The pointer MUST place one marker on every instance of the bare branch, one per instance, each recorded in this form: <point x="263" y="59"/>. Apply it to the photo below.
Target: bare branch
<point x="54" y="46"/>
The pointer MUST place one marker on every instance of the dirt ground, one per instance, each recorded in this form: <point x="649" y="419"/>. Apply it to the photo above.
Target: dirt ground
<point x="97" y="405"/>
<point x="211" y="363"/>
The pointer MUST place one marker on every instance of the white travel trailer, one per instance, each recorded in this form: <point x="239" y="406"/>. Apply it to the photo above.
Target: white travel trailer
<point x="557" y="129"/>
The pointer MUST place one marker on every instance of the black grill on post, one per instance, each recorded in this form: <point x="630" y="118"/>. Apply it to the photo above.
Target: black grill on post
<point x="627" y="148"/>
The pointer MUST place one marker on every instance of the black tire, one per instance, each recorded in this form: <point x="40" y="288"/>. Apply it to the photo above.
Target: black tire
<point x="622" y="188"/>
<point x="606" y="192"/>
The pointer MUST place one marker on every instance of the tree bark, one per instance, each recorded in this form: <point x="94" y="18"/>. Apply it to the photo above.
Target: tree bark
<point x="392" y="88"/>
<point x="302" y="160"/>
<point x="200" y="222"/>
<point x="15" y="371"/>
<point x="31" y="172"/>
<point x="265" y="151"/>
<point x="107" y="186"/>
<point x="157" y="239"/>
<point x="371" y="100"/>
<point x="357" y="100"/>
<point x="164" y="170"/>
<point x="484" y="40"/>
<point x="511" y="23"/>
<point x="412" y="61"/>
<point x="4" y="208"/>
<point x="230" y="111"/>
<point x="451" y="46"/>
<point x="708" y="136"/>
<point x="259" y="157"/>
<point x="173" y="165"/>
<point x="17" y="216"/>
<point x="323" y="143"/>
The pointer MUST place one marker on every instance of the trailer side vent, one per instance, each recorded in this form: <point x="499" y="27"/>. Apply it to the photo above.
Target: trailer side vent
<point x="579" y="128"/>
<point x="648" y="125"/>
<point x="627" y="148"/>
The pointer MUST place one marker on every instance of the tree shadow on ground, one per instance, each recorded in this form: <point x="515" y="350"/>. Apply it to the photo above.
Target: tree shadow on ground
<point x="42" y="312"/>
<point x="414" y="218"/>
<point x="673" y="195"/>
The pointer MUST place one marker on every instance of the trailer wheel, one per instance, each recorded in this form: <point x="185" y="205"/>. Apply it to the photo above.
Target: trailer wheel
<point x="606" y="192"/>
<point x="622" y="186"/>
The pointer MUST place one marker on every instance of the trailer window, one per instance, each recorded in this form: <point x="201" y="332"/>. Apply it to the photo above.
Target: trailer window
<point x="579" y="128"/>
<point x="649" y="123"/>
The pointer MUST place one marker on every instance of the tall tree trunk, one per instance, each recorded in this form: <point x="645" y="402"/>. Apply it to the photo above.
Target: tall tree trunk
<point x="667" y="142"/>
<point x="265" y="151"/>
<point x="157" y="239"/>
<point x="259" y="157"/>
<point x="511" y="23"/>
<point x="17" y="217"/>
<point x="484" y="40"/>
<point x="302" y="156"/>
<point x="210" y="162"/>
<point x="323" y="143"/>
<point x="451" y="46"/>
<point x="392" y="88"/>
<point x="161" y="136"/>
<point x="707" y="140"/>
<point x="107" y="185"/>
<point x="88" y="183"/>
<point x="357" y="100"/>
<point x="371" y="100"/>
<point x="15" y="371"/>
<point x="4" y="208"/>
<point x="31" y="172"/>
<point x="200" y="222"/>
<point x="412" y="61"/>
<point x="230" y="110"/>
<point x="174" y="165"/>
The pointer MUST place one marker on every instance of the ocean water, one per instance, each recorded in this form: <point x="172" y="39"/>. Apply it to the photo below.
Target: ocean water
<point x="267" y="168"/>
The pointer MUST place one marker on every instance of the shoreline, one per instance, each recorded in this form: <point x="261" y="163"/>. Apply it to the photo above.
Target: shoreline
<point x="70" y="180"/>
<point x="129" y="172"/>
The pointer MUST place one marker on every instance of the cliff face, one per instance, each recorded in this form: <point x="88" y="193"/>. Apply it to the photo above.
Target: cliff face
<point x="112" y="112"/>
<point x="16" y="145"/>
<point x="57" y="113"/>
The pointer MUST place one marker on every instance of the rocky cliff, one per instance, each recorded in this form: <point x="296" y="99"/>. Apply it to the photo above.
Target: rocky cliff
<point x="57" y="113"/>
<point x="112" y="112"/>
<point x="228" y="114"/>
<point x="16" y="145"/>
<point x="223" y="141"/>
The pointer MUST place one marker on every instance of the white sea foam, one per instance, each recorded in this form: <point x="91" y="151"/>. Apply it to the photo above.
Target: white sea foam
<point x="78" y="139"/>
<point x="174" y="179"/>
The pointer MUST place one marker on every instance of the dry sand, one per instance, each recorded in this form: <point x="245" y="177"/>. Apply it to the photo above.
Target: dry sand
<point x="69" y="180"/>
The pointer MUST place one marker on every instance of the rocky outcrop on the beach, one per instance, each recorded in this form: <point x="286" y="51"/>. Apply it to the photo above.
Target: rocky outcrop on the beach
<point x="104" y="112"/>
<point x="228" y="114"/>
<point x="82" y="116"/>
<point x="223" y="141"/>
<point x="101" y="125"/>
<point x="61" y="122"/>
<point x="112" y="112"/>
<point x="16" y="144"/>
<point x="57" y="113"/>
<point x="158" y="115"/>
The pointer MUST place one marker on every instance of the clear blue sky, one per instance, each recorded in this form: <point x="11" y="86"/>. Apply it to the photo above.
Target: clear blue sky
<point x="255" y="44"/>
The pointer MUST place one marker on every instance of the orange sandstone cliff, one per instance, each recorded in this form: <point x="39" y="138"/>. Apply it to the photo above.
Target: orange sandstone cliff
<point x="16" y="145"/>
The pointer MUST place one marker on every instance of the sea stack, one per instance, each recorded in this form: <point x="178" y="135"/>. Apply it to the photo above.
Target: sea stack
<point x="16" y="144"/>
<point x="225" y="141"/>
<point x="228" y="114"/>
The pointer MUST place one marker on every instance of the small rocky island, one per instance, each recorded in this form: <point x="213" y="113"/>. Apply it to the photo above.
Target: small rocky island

____

WHAT THE TASK ASKS: Can you copy out the stretch from the line containing "sea stack, one" through the end of the records, requests included, and shift every x and y coordinate in the answer points up by 70? Leave the sample points inside the requests unchanged.

RESPONSE:
The pointer MUST place one marker on every instance of the sea stack, one per instance, each recorded in this form: <point x="178" y="135"/>. Apply it to the photo above.
Target: sea stack
<point x="86" y="214"/>
<point x="295" y="211"/>
<point x="298" y="184"/>
The pointer MUST place one marker on every instance of the small rocky island, one per instance, each recorded in this form: <point x="213" y="113"/>. Apply it to the photo above.
Target: small rocky island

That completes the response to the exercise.